Retype every entry word for word.

(Stored data entries)
#####

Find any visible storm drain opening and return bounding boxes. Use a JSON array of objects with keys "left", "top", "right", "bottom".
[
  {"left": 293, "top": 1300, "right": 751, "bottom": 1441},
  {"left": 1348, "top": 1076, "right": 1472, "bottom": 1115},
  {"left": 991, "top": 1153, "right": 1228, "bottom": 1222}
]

#####

◆ Your response
Find any visible storm drain opening and return bounding boxes. Use a JSON array of objects with keys "left", "top", "right", "bottom".
[
  {"left": 293, "top": 1300, "right": 751, "bottom": 1441},
  {"left": 1348, "top": 1076, "right": 1472, "bottom": 1115},
  {"left": 991, "top": 1153, "right": 1228, "bottom": 1222}
]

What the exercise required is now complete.